— begin —

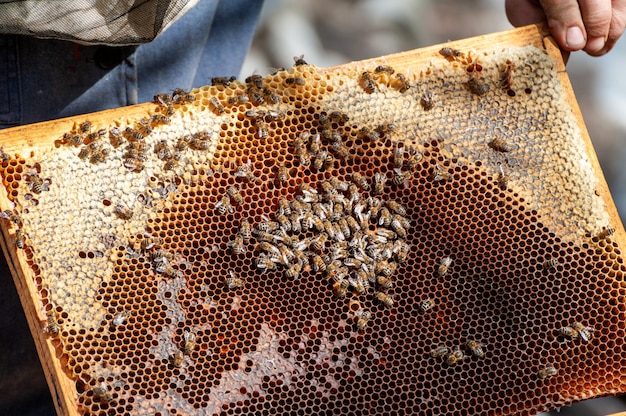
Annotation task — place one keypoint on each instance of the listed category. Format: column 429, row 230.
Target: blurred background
column 332, row 32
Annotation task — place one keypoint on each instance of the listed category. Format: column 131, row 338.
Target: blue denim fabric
column 47, row 79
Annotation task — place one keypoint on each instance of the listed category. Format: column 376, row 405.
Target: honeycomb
column 360, row 240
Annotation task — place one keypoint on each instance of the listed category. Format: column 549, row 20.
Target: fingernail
column 575, row 38
column 595, row 44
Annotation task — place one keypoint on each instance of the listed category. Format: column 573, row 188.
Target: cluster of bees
column 455, row 356
column 356, row 242
column 95, row 147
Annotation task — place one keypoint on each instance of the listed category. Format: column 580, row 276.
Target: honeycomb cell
column 173, row 306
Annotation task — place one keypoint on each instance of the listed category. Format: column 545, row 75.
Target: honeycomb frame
column 165, row 341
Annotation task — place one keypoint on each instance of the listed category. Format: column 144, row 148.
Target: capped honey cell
column 354, row 240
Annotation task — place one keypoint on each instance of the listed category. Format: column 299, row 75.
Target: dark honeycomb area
column 198, row 322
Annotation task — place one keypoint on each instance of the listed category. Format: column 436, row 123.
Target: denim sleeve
column 47, row 79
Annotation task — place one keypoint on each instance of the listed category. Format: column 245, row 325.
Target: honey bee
column 426, row 100
column 133, row 164
column 265, row 263
column 476, row 348
column 148, row 242
column 449, row 53
column 103, row 393
column 403, row 83
column 384, row 282
column 180, row 96
column 224, row 205
column 164, row 100
column 384, row 69
column 365, row 81
column 402, row 252
column 53, row 326
column 387, row 269
column 245, row 171
column 397, row 226
column 237, row 245
column 476, row 87
column 161, row 256
column 11, row 216
column 84, row 127
column 502, row 180
column 283, row 206
column 319, row 242
column 339, row 117
column 323, row 161
column 398, row 156
column 384, row 217
column 245, row 231
column 439, row 351
column 315, row 143
column 455, row 357
column 234, row 193
column 385, row 299
column 547, row 372
column 427, row 304
column 200, row 141
column 606, row 232
column 293, row 271
column 505, row 77
column 190, row 341
column 270, row 96
column 84, row 153
column 439, row 175
column 122, row 211
column 216, row 105
column 299, row 60
column 162, row 150
column 99, row 156
column 225, row 81
column 363, row 319
column 255, row 96
column 584, row 332
column 73, row 139
column 234, row 282
column 294, row 81
column 177, row 359
column 568, row 332
column 262, row 130
column 550, row 264
column 340, row 288
column 239, row 99
column 444, row 266
column 396, row 208
column 255, row 80
column 133, row 135
column 500, row 145
column 305, row 159
column 318, row 263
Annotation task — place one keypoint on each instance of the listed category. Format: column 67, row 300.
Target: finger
column 616, row 28
column 524, row 12
column 597, row 17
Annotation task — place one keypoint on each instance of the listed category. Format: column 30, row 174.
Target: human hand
column 591, row 25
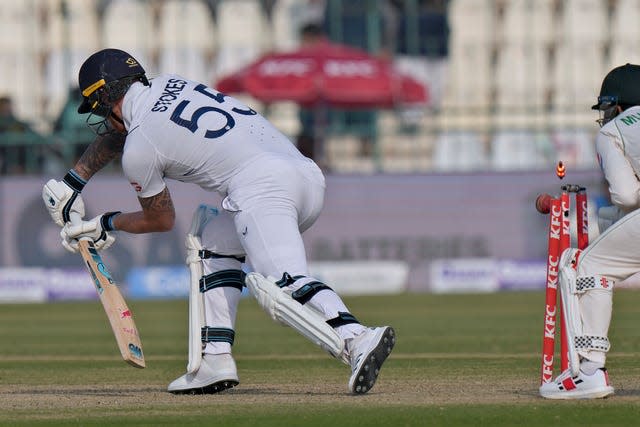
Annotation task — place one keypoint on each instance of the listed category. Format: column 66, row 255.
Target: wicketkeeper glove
column 97, row 229
column 62, row 198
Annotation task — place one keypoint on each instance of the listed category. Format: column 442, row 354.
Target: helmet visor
column 608, row 109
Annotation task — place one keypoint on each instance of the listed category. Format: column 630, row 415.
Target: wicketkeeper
column 587, row 278
column 175, row 128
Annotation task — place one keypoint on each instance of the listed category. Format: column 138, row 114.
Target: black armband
column 107, row 221
column 73, row 180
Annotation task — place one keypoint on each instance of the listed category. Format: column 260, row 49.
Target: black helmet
column 621, row 86
column 106, row 76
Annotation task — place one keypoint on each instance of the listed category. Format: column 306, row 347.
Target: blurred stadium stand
column 511, row 80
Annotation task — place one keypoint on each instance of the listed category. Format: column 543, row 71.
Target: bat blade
column 116, row 308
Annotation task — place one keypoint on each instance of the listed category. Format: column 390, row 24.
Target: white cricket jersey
column 183, row 130
column 618, row 148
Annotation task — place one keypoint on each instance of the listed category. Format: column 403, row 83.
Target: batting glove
column 97, row 229
column 62, row 198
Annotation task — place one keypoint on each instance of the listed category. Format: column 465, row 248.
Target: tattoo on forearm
column 159, row 203
column 103, row 150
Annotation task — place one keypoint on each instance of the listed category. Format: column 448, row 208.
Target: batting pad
column 201, row 217
column 571, row 290
column 282, row 308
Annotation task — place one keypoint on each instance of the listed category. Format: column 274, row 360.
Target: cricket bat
column 120, row 317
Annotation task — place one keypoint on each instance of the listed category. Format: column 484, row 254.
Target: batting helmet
column 105, row 77
column 621, row 86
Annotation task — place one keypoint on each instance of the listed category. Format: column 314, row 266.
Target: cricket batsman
column 172, row 128
column 588, row 277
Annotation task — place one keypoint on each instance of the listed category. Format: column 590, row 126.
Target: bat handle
column 75, row 219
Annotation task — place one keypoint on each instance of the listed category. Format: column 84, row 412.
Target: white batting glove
column 62, row 198
column 97, row 229
column 607, row 216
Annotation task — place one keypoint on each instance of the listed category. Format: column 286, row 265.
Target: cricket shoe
column 582, row 386
column 367, row 353
column 217, row 372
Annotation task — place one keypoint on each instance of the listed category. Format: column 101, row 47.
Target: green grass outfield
column 459, row 360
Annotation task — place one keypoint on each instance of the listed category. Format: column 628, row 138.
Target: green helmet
column 621, row 86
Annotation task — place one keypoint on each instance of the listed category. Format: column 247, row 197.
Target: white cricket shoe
column 217, row 372
column 367, row 353
column 581, row 387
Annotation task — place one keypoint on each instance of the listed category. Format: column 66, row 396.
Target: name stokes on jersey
column 170, row 93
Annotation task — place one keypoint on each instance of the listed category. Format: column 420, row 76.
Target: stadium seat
column 584, row 21
column 528, row 20
column 522, row 84
column 128, row 25
column 238, row 48
column 624, row 21
column 459, row 151
column 21, row 47
column 513, row 150
column 577, row 76
column 287, row 17
column 575, row 147
column 472, row 21
column 187, row 39
column 625, row 34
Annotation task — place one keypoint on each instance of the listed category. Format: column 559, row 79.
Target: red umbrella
column 326, row 73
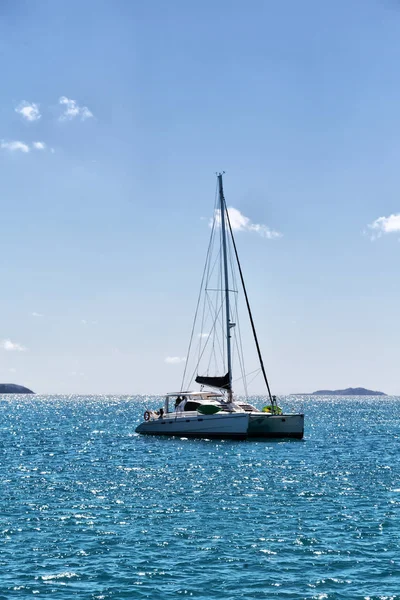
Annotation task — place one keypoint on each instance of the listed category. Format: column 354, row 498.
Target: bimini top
column 197, row 394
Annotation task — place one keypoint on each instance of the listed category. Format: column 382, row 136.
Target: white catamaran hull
column 233, row 426
column 276, row 426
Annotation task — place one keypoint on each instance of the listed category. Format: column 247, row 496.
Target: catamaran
column 218, row 412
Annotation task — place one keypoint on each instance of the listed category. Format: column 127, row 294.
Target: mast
column 226, row 283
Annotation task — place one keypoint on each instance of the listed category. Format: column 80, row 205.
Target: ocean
column 91, row 510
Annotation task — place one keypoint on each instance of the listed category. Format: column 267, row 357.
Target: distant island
column 12, row 388
column 348, row 392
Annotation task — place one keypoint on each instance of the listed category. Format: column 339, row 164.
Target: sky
column 114, row 118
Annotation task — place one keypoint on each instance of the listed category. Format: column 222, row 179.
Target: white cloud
column 174, row 360
column 240, row 222
column 14, row 146
column 30, row 112
column 12, row 346
column 385, row 225
column 72, row 110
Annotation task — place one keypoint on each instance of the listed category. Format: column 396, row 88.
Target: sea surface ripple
column 91, row 510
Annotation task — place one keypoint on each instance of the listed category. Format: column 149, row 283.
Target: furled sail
column 219, row 382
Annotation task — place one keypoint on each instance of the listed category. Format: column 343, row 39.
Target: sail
column 218, row 381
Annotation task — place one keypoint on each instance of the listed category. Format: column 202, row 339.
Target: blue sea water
column 91, row 510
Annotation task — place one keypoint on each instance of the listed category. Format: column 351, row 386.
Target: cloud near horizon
column 72, row 110
column 28, row 111
column 384, row 225
column 18, row 146
column 10, row 346
column 174, row 360
column 239, row 222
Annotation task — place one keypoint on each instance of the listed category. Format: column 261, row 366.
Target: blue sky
column 104, row 223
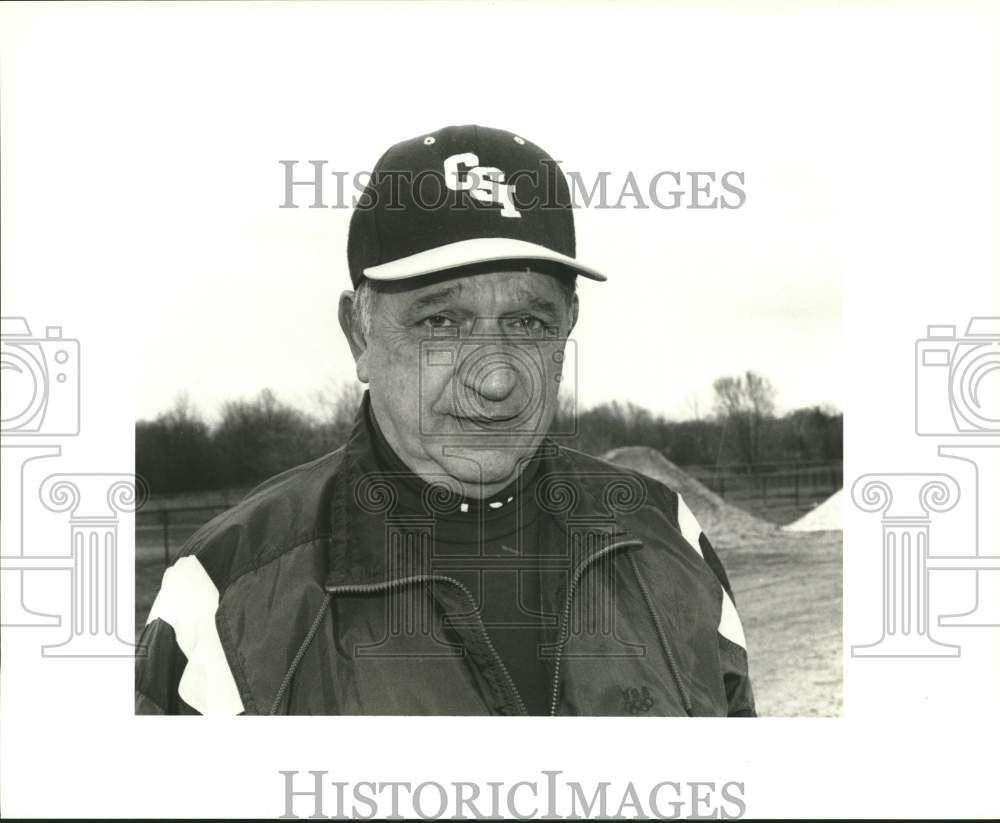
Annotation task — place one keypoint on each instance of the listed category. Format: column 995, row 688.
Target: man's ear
column 574, row 312
column 354, row 333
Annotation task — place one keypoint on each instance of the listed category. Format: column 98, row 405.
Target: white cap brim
column 470, row 252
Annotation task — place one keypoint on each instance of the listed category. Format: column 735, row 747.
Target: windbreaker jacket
column 308, row 597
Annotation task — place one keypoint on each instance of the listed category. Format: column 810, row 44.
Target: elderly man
column 453, row 557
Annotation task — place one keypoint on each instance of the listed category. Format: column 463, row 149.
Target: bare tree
column 745, row 403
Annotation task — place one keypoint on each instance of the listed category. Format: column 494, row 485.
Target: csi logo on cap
column 462, row 172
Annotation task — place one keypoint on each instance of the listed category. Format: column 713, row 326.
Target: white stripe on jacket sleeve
column 730, row 625
column 188, row 601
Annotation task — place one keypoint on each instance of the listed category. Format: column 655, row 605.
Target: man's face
column 464, row 372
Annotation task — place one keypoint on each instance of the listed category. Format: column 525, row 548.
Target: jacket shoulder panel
column 282, row 513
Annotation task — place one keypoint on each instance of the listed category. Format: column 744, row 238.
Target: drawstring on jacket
column 661, row 633
column 664, row 640
column 287, row 680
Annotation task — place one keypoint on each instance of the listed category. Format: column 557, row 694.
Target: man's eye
column 526, row 323
column 438, row 321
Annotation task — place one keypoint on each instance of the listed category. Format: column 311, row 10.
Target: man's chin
column 484, row 468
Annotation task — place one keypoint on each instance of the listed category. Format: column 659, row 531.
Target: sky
column 171, row 141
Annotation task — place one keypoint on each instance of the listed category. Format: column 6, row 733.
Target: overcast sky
column 176, row 135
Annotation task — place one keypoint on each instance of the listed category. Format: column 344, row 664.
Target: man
column 453, row 557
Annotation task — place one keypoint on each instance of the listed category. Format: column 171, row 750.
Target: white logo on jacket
column 462, row 172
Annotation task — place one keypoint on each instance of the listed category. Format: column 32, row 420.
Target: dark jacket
column 308, row 597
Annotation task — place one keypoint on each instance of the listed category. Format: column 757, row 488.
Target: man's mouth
column 487, row 420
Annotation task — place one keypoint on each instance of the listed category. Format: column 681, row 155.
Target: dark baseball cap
column 458, row 198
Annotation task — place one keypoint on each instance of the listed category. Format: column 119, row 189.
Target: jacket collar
column 584, row 503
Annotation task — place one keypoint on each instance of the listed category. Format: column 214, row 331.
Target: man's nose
column 495, row 381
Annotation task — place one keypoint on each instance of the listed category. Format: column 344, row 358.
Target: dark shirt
column 496, row 548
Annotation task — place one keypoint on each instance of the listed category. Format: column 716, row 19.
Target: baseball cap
column 460, row 197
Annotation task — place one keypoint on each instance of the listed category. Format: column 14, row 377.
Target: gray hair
column 365, row 295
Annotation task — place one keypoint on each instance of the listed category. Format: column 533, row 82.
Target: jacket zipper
column 564, row 627
column 373, row 588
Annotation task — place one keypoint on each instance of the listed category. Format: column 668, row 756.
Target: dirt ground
column 789, row 593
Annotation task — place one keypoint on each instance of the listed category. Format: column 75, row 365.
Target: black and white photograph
column 428, row 371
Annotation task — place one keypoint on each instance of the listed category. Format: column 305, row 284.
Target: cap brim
column 472, row 252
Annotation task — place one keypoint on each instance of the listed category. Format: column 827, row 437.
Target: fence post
column 165, row 521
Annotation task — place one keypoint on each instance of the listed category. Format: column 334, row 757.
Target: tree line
column 257, row 438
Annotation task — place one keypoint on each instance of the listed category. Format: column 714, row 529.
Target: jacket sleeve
column 181, row 667
column 732, row 642
column 159, row 665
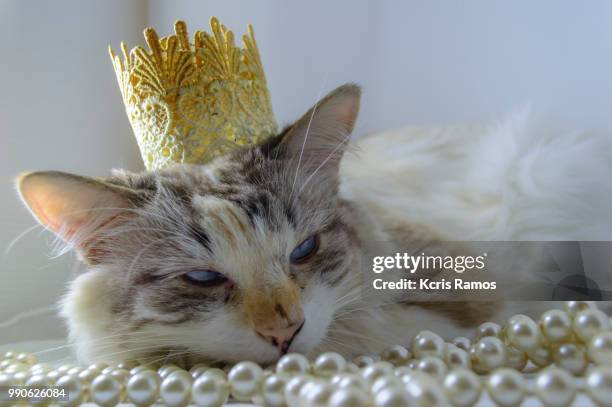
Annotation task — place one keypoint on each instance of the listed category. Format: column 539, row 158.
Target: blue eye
column 305, row 250
column 205, row 278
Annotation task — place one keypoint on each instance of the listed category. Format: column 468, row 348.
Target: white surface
column 52, row 351
column 419, row 62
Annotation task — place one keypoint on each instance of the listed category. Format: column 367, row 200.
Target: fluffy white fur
column 519, row 179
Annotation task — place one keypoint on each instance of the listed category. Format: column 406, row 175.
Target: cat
column 251, row 256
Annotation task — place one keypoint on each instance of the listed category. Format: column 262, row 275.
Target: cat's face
column 248, row 257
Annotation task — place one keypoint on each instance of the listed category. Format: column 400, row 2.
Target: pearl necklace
column 566, row 351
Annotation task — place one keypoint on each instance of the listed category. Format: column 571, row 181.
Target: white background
column 418, row 62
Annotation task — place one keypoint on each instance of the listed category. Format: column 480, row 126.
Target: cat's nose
column 282, row 337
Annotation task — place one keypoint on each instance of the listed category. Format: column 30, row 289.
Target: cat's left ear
column 75, row 208
column 320, row 137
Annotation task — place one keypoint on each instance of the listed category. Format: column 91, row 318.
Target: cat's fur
column 240, row 215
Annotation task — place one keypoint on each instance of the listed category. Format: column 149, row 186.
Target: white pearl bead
column 209, row 390
column 574, row 307
column 143, row 388
column 425, row 392
column 523, row 333
column 328, row 364
column 396, row 355
column 349, row 397
column 175, row 389
column 540, row 356
column 75, row 390
column 433, row 366
column 293, row 389
column 273, row 390
column 106, row 391
column 600, row 348
column 292, row 363
column 488, row 329
column 392, row 397
column 462, row 343
column 427, row 343
column 26, row 358
column 589, row 322
column 363, row 361
column 599, row 385
column 165, row 370
column 372, row 372
column 462, row 387
column 570, row 357
column 556, row 325
column 244, row 379
column 384, row 382
column 316, row 394
column 489, row 352
column 456, row 357
column 506, row 387
column 515, row 358
column 343, row 380
column 37, row 381
column 555, row 387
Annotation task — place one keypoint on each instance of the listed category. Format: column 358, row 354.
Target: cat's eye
column 305, row 250
column 205, row 278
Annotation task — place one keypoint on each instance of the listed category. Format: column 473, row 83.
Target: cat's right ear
column 74, row 207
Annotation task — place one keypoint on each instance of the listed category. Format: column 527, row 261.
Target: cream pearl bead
column 75, row 389
column 570, row 357
column 427, row 343
column 392, row 397
column 555, row 387
column 106, row 391
column 462, row 387
column 292, row 363
column 456, row 357
column 143, row 388
column 589, row 322
column 374, row 371
column 209, row 390
column 522, row 333
column 396, row 355
column 175, row 389
column 555, row 325
column 432, row 366
column 599, row 385
column 488, row 329
column 349, row 397
column 244, row 378
column 506, row 387
column 328, row 364
column 490, row 352
column 600, row 348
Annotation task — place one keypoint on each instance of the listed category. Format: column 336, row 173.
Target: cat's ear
column 320, row 137
column 72, row 206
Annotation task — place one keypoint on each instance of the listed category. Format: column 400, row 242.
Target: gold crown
column 188, row 103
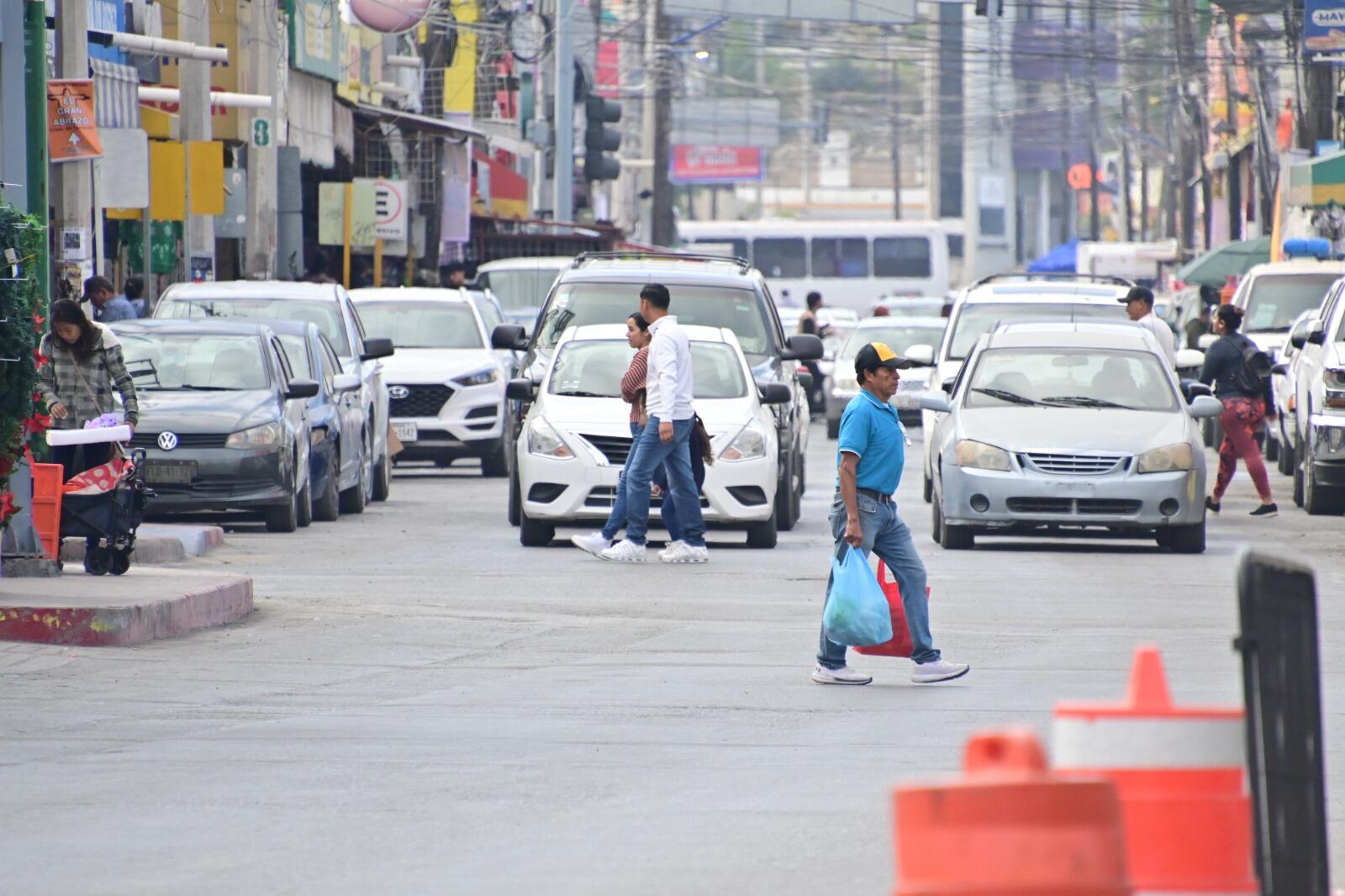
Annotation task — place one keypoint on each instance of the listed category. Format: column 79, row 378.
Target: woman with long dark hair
column 84, row 367
column 1247, row 403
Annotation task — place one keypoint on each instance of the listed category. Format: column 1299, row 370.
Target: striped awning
column 116, row 100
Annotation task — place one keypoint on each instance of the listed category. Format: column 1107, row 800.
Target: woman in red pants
column 1247, row 403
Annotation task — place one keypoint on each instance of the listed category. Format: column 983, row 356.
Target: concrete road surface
column 420, row 705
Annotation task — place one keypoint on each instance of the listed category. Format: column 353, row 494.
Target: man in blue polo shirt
column 871, row 458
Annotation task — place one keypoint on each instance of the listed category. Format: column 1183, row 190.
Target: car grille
column 420, row 401
column 185, row 439
column 615, row 448
column 1073, row 465
column 1069, row 506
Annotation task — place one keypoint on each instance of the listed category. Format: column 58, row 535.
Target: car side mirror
column 1205, row 407
column 345, row 382
column 804, row 347
column 510, row 338
column 921, row 354
column 520, row 389
column 773, row 393
column 377, row 347
column 302, row 389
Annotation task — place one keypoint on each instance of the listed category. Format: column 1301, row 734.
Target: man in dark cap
column 864, row 514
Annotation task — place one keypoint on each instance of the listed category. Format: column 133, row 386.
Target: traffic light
column 599, row 139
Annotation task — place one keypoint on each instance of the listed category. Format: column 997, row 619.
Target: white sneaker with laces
column 592, row 542
column 625, row 552
column 844, row 676
column 938, row 670
column 685, row 553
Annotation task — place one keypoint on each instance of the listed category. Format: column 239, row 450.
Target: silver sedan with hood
column 1058, row 427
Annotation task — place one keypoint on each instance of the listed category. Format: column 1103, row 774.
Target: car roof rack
column 636, row 255
column 1053, row 275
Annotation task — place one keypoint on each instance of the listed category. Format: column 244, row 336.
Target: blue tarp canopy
column 1059, row 260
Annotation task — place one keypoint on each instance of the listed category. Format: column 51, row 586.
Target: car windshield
column 520, row 288
column 296, row 353
column 743, row 311
column 595, row 370
column 1069, row 378
column 977, row 319
column 896, row 336
column 194, row 361
column 324, row 314
column 423, row 324
column 1274, row 302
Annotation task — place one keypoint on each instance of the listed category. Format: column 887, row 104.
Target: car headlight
column 477, row 377
column 982, row 456
column 544, row 441
column 262, row 436
column 1167, row 459
column 748, row 444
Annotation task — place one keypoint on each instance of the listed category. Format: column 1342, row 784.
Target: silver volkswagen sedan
column 1053, row 427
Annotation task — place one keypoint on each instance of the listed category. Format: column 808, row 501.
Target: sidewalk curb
column 217, row 604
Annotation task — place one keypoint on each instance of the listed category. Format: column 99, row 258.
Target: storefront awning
column 450, row 129
column 1318, row 182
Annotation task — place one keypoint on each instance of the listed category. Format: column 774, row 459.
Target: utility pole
column 562, row 201
column 260, row 77
column 198, row 230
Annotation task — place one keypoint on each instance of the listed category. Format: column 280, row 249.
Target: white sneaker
column 844, row 676
column 938, row 670
column 592, row 542
column 670, row 548
column 625, row 552
column 685, row 553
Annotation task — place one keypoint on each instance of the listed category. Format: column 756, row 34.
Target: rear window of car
column 578, row 304
column 324, row 314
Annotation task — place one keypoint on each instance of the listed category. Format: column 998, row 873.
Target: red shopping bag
column 900, row 643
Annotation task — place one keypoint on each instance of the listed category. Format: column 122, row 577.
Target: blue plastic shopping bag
column 857, row 611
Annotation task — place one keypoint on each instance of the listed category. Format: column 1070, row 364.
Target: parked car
column 1015, row 298
column 706, row 291
column 1320, row 408
column 908, row 336
column 447, row 383
column 222, row 419
column 1059, row 427
column 576, row 436
column 521, row 284
column 324, row 304
column 340, row 461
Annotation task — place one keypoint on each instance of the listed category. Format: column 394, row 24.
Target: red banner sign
column 715, row 165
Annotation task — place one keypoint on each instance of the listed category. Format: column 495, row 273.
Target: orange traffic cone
column 1009, row 828
column 1180, row 772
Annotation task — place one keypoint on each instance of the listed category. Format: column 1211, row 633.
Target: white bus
column 853, row 264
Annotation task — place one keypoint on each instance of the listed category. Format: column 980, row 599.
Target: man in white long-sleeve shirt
column 665, row 441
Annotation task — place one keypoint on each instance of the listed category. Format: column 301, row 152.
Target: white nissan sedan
column 578, row 435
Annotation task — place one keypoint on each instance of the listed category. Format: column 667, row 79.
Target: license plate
column 170, row 472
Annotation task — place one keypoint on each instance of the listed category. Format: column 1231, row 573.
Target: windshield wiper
column 1083, row 401
column 1013, row 397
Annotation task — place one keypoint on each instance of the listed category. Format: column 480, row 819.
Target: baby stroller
column 108, row 510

— end —

Task details:
Output the stretch of the items that starts with the line containing "827, row 437." and ends with the line containing "column 257, row 438", both included, as a Markdown table with the columns No. and Line. Number each line and omit any blank lines.

Solution to the problem:
| No. | Line |
|---|---|
| 1 | Annotation task — place one keypoint on each instance of the listed category. Format: column 827, row 437. |
| 2 | Target: fence post |
| 3 | column 165, row 521 |
| 4 | Annotation task — place one keypoint on each instance of the listed category. Format: column 334, row 757. |
| 5 | Target: tree line |
| 6 | column 257, row 438 |